# WRITTEN REQUEST A
Edit the stored data rows from the line containing "of the gray" through the end of the rows, replacing "largest circle" with "biggest circle" and leaving everything else in those lines untouched.

# EXCERPTED PASSAGE
-- start --
For the month of July, the Caravel Capital Fund Ltd was up 1.26%.
This month saw flat to positive contributions from each of the fund’s constituent strategies. Unfortunately, as we have found opportunities to compliment the portfolio, we have also found ourselves unwinding, hedging, or disposing of investments that have reached our targets. We continue to stay liquid and hold large positions in cash and treasuries. If we could fully employ our leverage allowance by just increasing the size of each holding in the portfolio, our returns could double. But as the philosopher Basho wrote, “a flute with no holes is not a flute,” and, as Chevy Chase said, “a doughnut with no hole is a Danish.” In other words, if we could, we would, but we can’t, so we don’t. We will not jeopardize our large liquidity position in the fund in order to chase returns at any cost. There is a time and place for that we don’t believe it’s now.
In light of the market remaining in our view irrationally exuberant, we felt it may be useful to walk you through what the fund is doing. Its holdings are summarized below.
-- end --
# WRITTEN REQUEST B
Extract the entire July fund update above, reproducing it word for word.

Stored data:
-- start --
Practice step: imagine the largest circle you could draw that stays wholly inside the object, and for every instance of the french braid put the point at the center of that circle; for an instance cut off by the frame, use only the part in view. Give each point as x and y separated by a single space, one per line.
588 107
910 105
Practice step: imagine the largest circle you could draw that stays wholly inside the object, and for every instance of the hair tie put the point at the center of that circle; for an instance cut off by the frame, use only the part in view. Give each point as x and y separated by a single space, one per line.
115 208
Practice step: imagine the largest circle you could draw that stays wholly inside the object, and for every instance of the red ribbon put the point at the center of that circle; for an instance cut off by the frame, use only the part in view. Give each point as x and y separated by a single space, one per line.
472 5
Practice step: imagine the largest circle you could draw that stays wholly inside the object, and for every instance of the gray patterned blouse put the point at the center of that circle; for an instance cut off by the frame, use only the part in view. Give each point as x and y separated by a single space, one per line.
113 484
-- end --
# RIGHT ANSWER A
Practice step: imagine the biggest circle you could draw that stays wholly inside the object, and for every instance of the gray patterned blouse put the point at the center of that circle; for an instance cut off by the frame, use only the part in view. Give each point as x and y separated by a single space, one per line.
113 484

# RIGHT ANSWER B
For the month of July, the Caravel Capital Fund Ltd was up 1.26%.
This month saw flat to positive contributions from each of the fund’s constituent strategies. Unfortunately, as we have found opportunities to compliment the portfolio, we have also found ourselves unwinding, hedging, or disposing of investments that have reached our targets. We continue to stay liquid and hold large positions in cash and treasuries. If we could fully employ our leverage allowance by just increasing the size of each holding in the portfolio, our returns could double. But as the philosopher Basho wrote, “a flute with no holes is not a flute,” and, as Chevy Chase said, “a doughnut with no hole is a Danish.” In other words, if we could, we would, but we can’t, so we don’t. We will not jeopardize our large liquidity position in the fund in order to chase returns at any cost. There is a time and place for that we don’t believe it’s now.
In light of the market remaining in our view irrationally exuberant, we felt it may be useful to walk you through what the fund is doing. Its holdings are summarized below.